Aim of the task: Repeat all of the material exactly as given.

Dataset extract:
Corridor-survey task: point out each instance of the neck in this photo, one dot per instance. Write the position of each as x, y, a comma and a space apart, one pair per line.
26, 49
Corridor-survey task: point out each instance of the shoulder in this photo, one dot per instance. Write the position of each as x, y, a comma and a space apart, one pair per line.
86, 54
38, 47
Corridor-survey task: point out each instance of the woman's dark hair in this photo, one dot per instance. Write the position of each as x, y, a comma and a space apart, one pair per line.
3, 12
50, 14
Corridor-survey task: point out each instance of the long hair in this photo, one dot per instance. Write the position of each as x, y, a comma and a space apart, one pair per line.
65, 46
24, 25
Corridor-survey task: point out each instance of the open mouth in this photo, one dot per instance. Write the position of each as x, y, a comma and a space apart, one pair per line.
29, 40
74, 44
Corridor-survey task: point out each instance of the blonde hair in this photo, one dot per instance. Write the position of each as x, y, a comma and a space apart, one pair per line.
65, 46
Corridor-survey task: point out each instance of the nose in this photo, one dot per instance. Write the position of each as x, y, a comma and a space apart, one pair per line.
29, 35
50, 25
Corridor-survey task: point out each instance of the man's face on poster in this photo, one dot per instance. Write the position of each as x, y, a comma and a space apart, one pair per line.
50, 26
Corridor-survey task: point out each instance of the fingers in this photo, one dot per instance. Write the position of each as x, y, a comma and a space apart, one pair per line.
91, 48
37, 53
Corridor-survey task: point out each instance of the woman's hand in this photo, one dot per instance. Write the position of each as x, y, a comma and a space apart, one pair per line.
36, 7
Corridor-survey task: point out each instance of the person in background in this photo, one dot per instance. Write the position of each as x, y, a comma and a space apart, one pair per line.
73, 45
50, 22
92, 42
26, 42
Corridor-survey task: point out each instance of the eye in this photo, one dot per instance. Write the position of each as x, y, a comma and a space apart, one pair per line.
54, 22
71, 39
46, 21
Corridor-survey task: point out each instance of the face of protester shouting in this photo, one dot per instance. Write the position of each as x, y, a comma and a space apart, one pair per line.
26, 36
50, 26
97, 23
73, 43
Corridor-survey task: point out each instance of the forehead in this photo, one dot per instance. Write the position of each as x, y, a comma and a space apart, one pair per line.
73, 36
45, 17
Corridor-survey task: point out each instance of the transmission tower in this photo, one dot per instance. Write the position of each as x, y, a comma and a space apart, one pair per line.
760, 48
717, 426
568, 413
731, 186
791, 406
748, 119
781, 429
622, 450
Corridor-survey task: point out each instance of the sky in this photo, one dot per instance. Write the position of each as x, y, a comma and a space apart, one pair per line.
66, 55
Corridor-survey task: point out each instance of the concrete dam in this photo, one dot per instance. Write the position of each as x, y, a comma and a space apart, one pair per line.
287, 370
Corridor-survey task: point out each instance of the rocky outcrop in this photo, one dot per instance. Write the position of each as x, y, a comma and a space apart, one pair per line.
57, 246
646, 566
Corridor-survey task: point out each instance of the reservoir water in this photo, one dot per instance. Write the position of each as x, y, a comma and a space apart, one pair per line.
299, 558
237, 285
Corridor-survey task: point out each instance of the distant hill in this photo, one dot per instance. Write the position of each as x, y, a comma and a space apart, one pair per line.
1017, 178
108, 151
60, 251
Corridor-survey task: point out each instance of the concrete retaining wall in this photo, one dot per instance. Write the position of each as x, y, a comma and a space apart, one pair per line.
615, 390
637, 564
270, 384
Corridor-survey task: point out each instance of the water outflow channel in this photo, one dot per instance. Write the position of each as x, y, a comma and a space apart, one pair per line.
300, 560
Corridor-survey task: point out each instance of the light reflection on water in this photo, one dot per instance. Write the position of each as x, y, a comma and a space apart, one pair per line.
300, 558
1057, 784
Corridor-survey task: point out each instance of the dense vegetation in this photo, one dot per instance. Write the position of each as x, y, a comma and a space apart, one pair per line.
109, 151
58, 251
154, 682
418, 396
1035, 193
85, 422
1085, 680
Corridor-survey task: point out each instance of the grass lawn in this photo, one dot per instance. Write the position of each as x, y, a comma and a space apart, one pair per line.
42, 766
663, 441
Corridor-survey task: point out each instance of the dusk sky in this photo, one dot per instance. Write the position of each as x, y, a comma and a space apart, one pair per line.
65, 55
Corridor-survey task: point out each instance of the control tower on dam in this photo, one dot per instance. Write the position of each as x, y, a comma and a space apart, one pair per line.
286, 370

Answer to this exercise:
Corridor-survey task: point out each instance of the neck in this photo, one dot per instance. Write the position of each as x, y, a comma and a space apart, one pair per line.
26, 49
Corridor-survey task: point out each instance of the shoulder in this photo, one dot per instance. Write the position of each as x, y, a comma and a space apart, one pair per line.
86, 54
38, 47
Corridor-survey task: point out each instance of the woman's dark hair in this photo, one dot per instance. Write the position of each as x, y, a comma and a space apart, one pair per line.
3, 12
50, 14
Corridor-survey task: point out each instance of the long hair in this photo, one dot per instance. Write the position of each as x, y, a comma and a space apart, one pair per line.
65, 46
24, 25
Corridor-survey task: point out each instance of the open mouth in this photo, one dot per instance. Write the position of each as x, y, a comma and a space apart, one pair per line.
29, 40
74, 44
Corridor-survey task: point out each instance of the blonde hair in this photo, one dot per instance. Write the position of each as x, y, a comma and a space apart, one pair per line.
65, 46
Corridor-survey task: point out each instance of the nose in this photo, one dot per instance. Write the position of each as x, y, a comma and a space apart, one pair per line.
29, 35
50, 25
Corridor-survey task: point out each instance of the man's face on poster in this photo, one dot per instance. Write the position of each as x, y, a comma and a space apart, one pair per line.
50, 26
Corridor-survey task: point out each instance of the fingers in this photo, one dot per instance. Write the position of each as x, y, a comma and a space apart, one pair per line.
91, 48
37, 53
Corridor-survey task: point out each instance of the woman's hand in this photo, one dot per instance. Write the position of each as x, y, a comma and a space apart, one pair per line.
36, 7
Corridor-survey task: point out each instance of the person in background in this photo, one dot per instance. Write the position of each as x, y, a comma and a space apart, one pair per line.
73, 45
50, 22
92, 42
26, 42
Corridor-survey task: point out each instance of the eye in this photo, one dot per instance. Write the position of each as x, y, a comma and a space apart, one pair per line.
54, 22
71, 39
46, 21
Corridor-survey task: point out each instance of the face of protester shouting in this photo, one dot per instance. Write the position of each as x, y, a comma and a space apart, one pair per line.
26, 36
50, 26
97, 23
73, 43
Corridor-survey task: point out each instance of the forehead in this photo, one dot per instance. Write the position of each as x, y, a comma and a space apart, one pair per line.
73, 36
45, 17
Corridor-survey task: point out each instance of the transmission tower in this photo, one dot per instance. Write the position of each as x, y, a comma and a space apart, one pair per line.
760, 48
717, 426
568, 413
731, 186
791, 406
748, 119
781, 429
622, 450
Corridor-survey task: point out each instance of the sky in this photo, one dot per instance. Write the position of each as x, y, a comma and a space apart, one pair per line.
66, 55
Corridor-survey task: point out each instance of the concrete dam in this photo, one dot per instance. Write the position of each as x, y, a comma and a space apart, one pair per line.
287, 370
Corridor-survey task: point out each instance of the rocky outcrop in this photo, one dot per instance. Write the position of each as x, y, a comma and a space apart, one pair per line.
57, 246
646, 566
Corridor-survey task: point out each instance of the reservoir water in this photo, one dot per instance. Write the position of each as x, y, a comma and a space apart, one pair per line.
299, 558
237, 285
Corridor-survey task: point out each instance of the distant hill in this photo, one dot per instance. Write the position of each as x, y, a comma and a space apart, one pair per line.
1017, 178
108, 151
60, 251
Corridor-survey task: point out each instance of the concrete retaining wall in this photo, one dot per instance. Write the position of each as x, y, a comma and a space apart, one pair per line.
615, 390
637, 564
270, 384
Corridor-survey task: point out each instance of the water outflow channel in this photo, one dot per instance. Write the position of each as x, y, a comma and a space apart, one pair per line.
300, 560
Corridor-survey task: point out each instance of the light reflection on water in this photo, one dot per instance. Write the position of each as x, y, a comma and a space apart, one pair per line.
300, 558
1057, 784
Corridor-survey task: point out each instance of the dense vegetation in this photo, one dot per instance. Write the position of each as x, y, a comma and a space apart, one pair per line.
109, 151
58, 251
154, 682
418, 396
1035, 193
85, 422
1085, 680
Corridor-survey task: point out each instance of the grass lawn in this photo, one dot per instance. Write the position of each as x, y, a comma and a space apart, one pair per line.
42, 766
663, 441
Corridor-survey task: point out each instance of the dusk sky in this photo, one dot per instance. Write the position of each as x, y, a comma and a space apart, one pair per line.
65, 55
Corridor-survey task: point out each instance of the control tower on dam in this photo, one dot per instance. Write the position of each as x, y, a comma and a space apart, one pair per line.
286, 370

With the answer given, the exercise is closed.